• **What the task requires**
Set out exactly every line of the entries below, starting at the line that holds "<point>551,295</point>" and stopping after the line that holds "<point>505,130</point>".

[Natural-language object grounding data]
·····

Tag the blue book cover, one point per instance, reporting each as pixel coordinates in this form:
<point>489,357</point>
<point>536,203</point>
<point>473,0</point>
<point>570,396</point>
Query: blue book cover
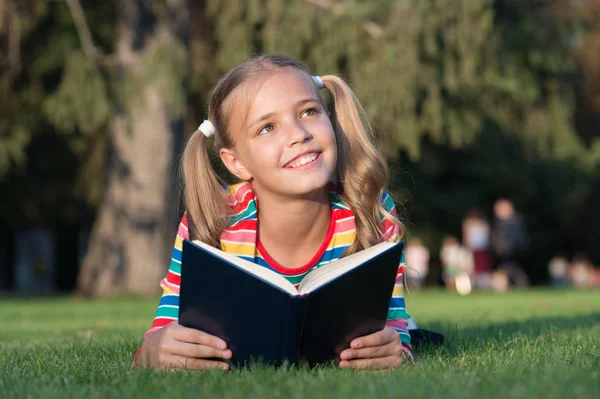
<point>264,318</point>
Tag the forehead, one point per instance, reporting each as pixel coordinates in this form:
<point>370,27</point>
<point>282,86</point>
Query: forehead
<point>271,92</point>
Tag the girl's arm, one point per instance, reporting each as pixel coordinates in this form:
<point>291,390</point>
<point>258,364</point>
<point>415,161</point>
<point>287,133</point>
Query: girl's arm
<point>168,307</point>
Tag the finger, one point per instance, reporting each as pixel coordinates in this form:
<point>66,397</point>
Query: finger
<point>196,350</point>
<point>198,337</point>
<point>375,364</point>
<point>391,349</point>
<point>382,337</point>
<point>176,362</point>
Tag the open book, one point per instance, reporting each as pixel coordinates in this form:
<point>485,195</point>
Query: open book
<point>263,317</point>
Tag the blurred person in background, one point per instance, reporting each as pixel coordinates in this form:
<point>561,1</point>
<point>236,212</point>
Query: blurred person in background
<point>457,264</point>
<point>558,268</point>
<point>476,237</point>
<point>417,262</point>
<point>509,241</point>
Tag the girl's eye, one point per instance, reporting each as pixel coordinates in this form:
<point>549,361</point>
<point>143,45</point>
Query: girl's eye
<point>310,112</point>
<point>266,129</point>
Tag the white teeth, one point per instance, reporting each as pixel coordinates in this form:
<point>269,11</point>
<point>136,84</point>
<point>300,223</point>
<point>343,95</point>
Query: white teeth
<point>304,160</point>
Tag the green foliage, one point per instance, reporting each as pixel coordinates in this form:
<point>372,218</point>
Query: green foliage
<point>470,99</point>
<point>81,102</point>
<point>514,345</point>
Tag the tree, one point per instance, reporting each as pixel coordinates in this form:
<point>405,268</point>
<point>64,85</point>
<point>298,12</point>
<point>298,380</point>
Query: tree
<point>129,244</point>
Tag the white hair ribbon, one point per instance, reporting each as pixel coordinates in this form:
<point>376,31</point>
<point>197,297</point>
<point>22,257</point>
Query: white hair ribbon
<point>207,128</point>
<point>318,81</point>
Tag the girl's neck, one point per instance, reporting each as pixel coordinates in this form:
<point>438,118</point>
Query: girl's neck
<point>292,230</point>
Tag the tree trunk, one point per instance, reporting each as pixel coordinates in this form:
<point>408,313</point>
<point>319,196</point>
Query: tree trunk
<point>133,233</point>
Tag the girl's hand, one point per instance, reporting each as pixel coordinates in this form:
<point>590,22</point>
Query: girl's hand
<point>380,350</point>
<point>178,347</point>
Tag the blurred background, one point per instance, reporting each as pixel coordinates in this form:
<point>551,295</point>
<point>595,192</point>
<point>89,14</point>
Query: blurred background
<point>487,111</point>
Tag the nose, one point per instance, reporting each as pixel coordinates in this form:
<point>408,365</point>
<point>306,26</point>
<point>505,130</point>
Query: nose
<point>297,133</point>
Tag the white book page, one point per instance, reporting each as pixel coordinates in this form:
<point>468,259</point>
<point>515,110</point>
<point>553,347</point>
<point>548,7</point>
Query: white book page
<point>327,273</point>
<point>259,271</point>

·····

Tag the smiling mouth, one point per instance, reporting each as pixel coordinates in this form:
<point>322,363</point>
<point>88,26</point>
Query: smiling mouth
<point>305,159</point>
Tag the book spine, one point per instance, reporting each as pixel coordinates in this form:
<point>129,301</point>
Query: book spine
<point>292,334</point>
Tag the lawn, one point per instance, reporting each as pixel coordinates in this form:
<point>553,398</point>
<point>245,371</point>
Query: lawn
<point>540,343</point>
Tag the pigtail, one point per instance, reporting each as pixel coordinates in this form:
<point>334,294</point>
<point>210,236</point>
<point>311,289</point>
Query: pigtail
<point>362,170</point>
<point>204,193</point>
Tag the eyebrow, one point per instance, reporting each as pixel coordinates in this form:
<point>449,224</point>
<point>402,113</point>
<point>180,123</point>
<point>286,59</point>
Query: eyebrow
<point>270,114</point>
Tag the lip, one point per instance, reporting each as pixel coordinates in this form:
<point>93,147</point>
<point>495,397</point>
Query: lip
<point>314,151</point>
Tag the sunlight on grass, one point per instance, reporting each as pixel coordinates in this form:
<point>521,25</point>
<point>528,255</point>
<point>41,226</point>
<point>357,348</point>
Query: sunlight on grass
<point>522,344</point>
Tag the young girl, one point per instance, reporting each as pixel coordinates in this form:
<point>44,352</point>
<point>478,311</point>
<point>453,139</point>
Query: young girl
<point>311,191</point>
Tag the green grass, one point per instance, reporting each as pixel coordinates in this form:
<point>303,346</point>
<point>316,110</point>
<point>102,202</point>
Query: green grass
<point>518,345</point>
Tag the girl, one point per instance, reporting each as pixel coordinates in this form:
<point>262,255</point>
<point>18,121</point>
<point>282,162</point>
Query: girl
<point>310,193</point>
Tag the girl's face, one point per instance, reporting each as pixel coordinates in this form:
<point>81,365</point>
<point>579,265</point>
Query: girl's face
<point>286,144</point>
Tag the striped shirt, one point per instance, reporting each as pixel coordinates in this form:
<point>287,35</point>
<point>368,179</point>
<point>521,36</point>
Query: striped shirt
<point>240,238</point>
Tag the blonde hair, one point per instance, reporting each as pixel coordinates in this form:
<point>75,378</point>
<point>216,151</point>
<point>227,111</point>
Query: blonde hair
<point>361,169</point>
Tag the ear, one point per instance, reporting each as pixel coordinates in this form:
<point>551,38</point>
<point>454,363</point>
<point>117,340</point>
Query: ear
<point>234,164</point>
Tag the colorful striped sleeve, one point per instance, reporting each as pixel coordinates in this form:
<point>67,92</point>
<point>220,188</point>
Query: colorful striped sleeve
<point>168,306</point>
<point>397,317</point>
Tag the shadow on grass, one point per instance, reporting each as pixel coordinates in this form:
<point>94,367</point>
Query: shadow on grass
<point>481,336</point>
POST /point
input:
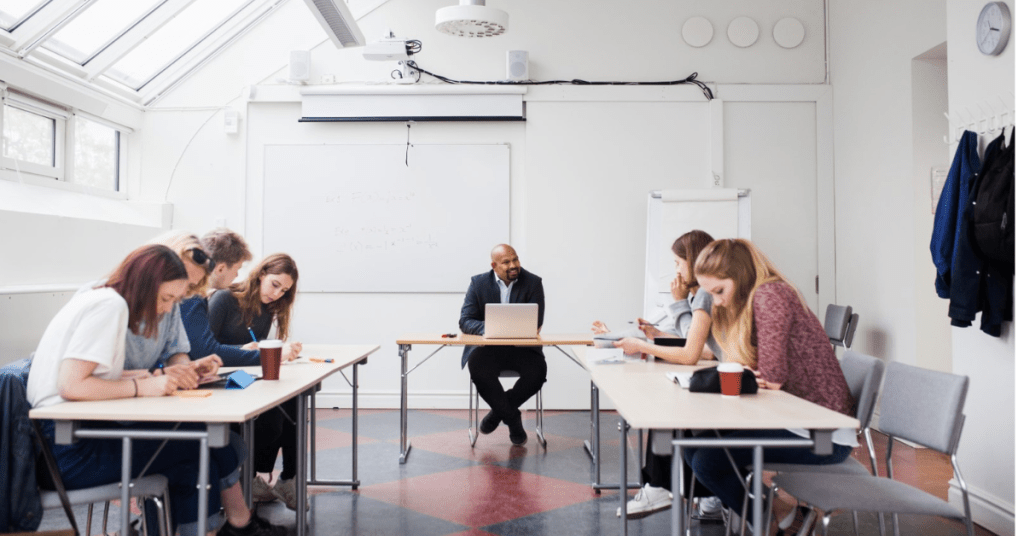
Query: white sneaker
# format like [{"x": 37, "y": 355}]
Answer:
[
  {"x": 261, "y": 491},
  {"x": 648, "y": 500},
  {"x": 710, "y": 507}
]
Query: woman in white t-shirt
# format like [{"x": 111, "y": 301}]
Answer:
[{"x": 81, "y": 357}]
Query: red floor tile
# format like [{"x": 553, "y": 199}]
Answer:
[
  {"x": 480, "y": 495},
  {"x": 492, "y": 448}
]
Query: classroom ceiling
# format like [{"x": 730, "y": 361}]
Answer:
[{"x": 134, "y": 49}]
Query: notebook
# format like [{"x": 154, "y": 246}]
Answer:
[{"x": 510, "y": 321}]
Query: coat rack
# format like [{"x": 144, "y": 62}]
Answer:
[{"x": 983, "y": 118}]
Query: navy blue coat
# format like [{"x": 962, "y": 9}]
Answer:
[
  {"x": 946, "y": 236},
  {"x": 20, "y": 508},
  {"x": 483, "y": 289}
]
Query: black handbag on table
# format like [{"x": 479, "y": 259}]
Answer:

·····

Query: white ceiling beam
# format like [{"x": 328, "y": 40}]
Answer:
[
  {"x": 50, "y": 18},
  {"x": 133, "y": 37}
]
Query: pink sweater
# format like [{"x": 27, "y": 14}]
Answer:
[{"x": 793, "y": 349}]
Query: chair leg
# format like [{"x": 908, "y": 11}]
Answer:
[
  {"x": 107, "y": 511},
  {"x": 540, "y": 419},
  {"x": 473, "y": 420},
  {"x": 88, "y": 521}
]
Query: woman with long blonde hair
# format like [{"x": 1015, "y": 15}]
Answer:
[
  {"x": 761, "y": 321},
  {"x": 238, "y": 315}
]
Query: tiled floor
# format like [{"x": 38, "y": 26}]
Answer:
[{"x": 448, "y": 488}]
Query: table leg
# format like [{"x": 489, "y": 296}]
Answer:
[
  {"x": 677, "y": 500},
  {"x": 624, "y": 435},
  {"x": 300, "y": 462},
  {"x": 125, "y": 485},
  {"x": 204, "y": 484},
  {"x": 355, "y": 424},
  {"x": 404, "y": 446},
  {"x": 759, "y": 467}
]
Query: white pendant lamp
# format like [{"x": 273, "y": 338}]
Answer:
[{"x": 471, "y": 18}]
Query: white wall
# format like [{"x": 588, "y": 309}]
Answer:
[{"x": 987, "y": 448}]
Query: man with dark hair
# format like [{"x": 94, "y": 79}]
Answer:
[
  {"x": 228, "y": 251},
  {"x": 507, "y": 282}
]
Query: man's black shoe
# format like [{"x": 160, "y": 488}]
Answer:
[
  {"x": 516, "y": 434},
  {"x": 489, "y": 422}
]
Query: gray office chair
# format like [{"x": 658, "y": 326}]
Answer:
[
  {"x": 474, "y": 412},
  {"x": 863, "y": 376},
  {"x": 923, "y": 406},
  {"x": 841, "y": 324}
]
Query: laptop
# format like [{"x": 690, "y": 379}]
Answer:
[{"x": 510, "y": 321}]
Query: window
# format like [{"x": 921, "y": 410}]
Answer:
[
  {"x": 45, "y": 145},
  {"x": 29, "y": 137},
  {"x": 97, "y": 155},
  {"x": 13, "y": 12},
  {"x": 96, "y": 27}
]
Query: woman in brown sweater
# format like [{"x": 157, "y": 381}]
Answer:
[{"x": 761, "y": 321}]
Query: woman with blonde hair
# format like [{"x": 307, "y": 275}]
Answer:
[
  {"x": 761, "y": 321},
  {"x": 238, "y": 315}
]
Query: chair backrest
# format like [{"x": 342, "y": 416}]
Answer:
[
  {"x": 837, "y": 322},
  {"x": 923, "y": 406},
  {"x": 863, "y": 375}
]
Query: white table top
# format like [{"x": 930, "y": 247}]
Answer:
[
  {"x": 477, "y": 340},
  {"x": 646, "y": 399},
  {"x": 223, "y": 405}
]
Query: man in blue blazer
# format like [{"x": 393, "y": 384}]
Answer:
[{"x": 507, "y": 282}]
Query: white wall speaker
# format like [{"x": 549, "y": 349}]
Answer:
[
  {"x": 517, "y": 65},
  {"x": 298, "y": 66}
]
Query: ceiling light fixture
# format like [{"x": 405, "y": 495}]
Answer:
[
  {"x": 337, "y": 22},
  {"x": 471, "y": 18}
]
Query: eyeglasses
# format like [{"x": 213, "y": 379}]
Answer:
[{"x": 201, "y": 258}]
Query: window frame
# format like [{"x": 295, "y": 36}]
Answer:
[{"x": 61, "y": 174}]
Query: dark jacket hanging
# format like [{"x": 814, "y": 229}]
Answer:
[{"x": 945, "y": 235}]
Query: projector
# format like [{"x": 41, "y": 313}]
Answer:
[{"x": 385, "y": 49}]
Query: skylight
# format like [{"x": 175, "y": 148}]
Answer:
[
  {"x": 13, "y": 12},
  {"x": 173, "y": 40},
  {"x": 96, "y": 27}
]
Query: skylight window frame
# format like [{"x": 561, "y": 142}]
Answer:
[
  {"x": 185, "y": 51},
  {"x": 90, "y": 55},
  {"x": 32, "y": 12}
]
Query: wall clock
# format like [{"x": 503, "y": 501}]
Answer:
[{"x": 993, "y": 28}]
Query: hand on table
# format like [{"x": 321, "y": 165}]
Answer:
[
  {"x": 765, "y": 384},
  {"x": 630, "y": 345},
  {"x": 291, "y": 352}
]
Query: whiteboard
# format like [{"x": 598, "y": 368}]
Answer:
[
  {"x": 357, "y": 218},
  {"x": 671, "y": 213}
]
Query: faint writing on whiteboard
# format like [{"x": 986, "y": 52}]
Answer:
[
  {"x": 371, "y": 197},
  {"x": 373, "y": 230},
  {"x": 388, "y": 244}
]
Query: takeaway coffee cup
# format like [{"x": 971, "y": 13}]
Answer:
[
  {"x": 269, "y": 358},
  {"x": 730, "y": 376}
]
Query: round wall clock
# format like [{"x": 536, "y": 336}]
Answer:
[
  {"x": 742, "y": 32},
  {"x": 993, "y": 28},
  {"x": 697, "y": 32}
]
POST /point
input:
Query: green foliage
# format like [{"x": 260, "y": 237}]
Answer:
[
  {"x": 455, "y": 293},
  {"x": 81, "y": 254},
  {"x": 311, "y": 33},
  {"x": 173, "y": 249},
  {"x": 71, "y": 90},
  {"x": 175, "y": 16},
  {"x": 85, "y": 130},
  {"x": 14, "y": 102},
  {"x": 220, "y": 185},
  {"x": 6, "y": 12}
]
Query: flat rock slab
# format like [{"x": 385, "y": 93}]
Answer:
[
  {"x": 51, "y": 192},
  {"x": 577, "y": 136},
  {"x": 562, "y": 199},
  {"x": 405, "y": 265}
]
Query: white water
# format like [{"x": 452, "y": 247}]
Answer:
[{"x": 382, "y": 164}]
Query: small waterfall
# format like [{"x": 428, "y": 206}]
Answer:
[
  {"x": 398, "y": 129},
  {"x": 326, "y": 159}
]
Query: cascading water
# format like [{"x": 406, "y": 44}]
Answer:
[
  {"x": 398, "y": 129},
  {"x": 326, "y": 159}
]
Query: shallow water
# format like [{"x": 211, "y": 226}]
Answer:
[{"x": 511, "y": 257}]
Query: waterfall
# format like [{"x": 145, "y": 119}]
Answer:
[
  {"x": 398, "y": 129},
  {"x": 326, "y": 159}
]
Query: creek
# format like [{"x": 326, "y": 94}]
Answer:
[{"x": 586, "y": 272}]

·····

• **Task output**
<point>551,295</point>
<point>595,192</point>
<point>89,14</point>
Query: blurred background
<point>487,111</point>
Tag the nose, one point per instance, reporting each as pixel coordinates in this form:
<point>408,365</point>
<point>306,26</point>
<point>505,130</point>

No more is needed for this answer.